_Okuma parçası_:
○ ○ ○ ○

Site icon İnternet Haberler Köşe Yazıları Yorumlar Siyaset Ekonomi Spor

HDP Eş Genel Başkanı Sancar: Erken seçim kararı bir an önce Meclis’ten çıkarılmalı

HDP Eş Genel Başkanı Sancar: Erken seçim kararı bir an önce Meclis'ten çıkarılmalı


Krizleri yaratan bir iktidarın görevde kalmaya devam etmesinin kabul edilemez olduğunu belirten Mithat Sancar “Kendilerini istifaya davet ediyoruz ama istifa etmeyeceklerini biliyoruz. Erken seçim kararı bir an önce bu Meclis’ten çıkarılmalıdır” dedi

2022 Yılı Merkezi Yönetim Bütçe Kanun Teklifi ve 2020 Merkezi Yönetim Bütçe Kesin Hesapları’nın Genel Kurul görüşmeleri başladı. Cumhurbaşkanı Yardımcısı Fuat Oktay’ın sunumu ardından İYİ Parti Grup Başkanvekilleri Müsavat Dervişoğlu ile Erhan Usta söz aldı. MHP adına ise Grup Başkanvekilleri Erkan Akçay ve M. Levent Bülbül konuştu. HDP Eş Genel Başkanı Pervin Buldan’ın ardından Eş Genel Başkan Sancar kürsüye çıktı.

○ ○ ○ ○

_Amaç 1_:
Listede "for camouflage uniform" ifadesini içeren satırdan başlayıp listenin son satırında biten bölümü, iki uçtaki satırlar da dahil olmak üzere, hiçbir değişiklik yapmadan tekrarlar mısınız?
Okuma parçası ile liste birbirinden farklı kaynaklardan alınmıştır.

○ ○ ○ ○

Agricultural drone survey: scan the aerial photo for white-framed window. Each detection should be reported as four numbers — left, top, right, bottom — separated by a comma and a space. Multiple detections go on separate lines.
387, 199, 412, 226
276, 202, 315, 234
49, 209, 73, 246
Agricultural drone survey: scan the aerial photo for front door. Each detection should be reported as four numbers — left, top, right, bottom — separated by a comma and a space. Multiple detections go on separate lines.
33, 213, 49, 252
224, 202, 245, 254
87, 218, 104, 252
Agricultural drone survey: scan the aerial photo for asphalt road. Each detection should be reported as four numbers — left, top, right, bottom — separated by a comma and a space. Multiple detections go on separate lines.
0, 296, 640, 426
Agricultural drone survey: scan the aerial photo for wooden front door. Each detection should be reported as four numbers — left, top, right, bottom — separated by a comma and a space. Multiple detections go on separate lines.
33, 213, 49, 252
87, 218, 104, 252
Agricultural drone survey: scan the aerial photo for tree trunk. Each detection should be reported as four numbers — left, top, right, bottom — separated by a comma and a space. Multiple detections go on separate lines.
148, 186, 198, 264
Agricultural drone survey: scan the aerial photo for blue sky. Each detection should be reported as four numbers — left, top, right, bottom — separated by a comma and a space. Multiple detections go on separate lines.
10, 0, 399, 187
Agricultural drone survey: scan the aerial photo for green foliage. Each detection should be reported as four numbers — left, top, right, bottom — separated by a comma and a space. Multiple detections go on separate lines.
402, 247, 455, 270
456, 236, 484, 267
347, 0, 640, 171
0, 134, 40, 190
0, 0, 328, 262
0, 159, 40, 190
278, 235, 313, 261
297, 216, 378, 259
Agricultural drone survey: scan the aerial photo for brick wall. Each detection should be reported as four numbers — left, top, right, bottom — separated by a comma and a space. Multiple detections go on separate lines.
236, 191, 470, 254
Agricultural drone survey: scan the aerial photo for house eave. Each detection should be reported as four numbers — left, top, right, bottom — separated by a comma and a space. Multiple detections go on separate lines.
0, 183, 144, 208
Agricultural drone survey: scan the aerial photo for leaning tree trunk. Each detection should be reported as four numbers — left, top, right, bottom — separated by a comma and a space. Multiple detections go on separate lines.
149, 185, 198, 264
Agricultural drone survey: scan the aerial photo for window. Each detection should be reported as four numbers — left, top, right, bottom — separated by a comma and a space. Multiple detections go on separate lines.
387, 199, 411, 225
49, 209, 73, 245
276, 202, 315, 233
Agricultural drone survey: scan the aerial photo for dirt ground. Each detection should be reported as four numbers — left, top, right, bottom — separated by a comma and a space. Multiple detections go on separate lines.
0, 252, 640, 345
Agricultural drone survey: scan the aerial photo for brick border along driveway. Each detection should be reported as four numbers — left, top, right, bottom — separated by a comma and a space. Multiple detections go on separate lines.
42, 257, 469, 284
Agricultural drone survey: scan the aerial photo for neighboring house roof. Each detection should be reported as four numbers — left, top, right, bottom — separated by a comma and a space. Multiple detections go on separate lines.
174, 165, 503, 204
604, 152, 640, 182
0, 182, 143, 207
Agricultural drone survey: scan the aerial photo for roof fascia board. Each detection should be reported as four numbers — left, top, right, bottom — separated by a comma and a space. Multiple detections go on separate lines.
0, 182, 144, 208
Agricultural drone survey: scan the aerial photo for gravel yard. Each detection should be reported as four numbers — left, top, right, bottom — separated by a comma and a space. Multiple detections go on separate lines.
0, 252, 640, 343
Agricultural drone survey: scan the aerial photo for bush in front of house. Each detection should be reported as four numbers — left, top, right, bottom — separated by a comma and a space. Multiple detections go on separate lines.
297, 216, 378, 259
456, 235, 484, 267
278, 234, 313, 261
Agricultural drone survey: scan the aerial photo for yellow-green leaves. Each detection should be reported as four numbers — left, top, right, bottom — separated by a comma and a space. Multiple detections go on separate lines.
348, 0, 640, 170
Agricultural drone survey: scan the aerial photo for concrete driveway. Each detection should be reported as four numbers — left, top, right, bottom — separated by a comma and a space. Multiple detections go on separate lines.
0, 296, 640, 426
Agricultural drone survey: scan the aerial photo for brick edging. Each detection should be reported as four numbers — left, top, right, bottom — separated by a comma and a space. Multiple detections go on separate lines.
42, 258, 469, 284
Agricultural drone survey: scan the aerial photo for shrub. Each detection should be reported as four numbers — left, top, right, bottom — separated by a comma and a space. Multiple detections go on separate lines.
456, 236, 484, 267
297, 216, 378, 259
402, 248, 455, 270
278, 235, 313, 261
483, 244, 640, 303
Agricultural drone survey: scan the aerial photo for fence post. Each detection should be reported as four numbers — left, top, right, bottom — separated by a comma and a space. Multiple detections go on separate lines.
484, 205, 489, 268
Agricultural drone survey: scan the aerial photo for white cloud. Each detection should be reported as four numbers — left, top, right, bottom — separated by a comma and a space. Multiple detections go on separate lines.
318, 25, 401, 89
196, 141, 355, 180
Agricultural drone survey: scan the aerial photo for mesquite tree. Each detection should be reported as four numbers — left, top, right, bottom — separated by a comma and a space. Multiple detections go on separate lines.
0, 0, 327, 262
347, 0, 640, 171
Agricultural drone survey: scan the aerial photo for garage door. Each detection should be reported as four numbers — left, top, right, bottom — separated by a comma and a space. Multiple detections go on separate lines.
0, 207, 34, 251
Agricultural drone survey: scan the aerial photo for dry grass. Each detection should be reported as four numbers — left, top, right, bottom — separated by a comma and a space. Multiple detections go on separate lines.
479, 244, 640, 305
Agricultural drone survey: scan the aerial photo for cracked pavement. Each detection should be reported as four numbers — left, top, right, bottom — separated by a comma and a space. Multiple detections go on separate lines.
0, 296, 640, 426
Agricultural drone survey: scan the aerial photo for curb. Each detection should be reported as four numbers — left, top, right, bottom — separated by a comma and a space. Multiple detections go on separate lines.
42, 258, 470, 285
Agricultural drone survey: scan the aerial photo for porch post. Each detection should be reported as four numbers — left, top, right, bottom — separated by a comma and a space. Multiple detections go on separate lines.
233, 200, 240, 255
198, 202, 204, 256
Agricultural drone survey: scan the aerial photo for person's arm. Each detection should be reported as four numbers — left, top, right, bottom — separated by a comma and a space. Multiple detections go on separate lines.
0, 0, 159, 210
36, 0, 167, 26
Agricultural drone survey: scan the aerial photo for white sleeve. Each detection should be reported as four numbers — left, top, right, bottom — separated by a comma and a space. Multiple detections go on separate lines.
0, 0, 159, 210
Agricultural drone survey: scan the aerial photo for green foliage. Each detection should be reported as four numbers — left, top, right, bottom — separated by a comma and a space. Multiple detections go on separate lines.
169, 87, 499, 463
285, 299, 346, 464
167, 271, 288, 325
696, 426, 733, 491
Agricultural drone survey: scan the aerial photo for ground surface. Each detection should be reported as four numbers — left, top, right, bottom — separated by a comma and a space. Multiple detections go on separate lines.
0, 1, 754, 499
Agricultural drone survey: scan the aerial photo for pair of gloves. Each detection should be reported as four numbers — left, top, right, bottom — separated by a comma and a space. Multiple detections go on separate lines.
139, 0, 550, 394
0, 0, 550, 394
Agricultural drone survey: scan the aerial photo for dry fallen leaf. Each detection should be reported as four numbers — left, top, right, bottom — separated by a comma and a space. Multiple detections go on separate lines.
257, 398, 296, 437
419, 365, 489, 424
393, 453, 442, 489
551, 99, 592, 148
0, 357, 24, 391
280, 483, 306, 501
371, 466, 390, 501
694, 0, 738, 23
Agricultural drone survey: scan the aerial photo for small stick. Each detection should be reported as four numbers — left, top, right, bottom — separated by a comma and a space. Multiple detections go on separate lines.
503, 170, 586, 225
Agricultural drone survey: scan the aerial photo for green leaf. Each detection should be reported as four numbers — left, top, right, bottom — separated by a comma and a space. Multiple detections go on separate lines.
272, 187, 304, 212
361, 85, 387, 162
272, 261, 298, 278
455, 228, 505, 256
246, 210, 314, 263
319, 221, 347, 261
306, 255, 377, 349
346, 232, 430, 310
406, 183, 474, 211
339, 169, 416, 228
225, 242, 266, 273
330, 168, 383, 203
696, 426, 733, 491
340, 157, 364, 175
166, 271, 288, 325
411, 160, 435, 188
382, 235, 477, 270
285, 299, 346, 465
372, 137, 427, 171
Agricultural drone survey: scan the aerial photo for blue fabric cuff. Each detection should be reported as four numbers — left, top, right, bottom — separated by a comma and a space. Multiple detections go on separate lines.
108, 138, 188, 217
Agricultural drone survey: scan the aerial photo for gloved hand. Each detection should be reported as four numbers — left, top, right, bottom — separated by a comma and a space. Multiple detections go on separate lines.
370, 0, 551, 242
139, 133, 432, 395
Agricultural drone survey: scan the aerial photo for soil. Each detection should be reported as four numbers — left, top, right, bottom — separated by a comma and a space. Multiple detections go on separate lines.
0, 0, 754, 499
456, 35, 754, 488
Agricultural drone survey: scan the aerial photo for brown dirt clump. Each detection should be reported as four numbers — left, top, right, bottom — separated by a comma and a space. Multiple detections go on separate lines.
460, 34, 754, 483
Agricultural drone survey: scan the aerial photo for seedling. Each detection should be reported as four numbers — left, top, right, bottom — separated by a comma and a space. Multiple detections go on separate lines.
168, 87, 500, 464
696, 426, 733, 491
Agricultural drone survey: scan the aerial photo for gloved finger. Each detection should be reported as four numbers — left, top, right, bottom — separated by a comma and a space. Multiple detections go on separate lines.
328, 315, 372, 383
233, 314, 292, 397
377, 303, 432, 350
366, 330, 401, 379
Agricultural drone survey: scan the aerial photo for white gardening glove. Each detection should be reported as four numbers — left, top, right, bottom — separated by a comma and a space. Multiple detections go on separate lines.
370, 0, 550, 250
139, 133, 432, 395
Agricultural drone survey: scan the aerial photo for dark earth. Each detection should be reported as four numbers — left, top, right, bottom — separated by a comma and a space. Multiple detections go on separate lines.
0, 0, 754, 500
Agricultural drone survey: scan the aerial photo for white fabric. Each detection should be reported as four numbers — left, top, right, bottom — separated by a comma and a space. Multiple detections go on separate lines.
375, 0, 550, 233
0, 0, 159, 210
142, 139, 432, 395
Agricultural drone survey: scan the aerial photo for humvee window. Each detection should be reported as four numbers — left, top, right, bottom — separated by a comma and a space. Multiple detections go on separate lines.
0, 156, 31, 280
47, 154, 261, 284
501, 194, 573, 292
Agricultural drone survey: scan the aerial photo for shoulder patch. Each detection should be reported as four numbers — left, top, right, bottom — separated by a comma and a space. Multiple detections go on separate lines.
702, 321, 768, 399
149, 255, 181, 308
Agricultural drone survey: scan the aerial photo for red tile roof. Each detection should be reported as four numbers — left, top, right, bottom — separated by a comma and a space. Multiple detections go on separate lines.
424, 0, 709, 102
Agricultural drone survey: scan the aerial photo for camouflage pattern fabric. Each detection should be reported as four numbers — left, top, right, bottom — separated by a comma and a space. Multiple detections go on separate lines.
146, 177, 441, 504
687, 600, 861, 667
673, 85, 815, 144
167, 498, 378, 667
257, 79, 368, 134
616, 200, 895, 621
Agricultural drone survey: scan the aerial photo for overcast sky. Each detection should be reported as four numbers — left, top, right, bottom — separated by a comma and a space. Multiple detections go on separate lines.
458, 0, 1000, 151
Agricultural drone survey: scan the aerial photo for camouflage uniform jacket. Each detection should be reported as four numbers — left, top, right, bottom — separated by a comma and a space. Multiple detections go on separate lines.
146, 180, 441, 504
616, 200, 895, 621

○ ○ ○ ○

_Amaç 2_:
Okuma parçasına göre Sancar, erken seçim kararının bir an önce Meclis'ten çıkarılması çağrısını hangi gerekçeye dayandırıyor?

_Alıştırma çıktısı 1_:
Agricultural drone survey: scan the aerial photo for camouflage uniform jacket. Each detection should be reported as four numbers — left, top, right, bottom — separated by a comma and a space. Multiple detections go on separate lines.
146, 180, 441, 504
616, 200, 895, 621

_Alıştırma çıktısı 2_:
Sancar'a göre krizleri yaratan bir iktidarın görevde kalmaya devam etmesi kabul edilemez. İktidarı istifaya davet ettiklerini, ancak istifa etmeyeceklerini bildiklerini söylüyor. Bu yüzden erken seçim kararının Meclis'ten çıkarılmasını istiyor.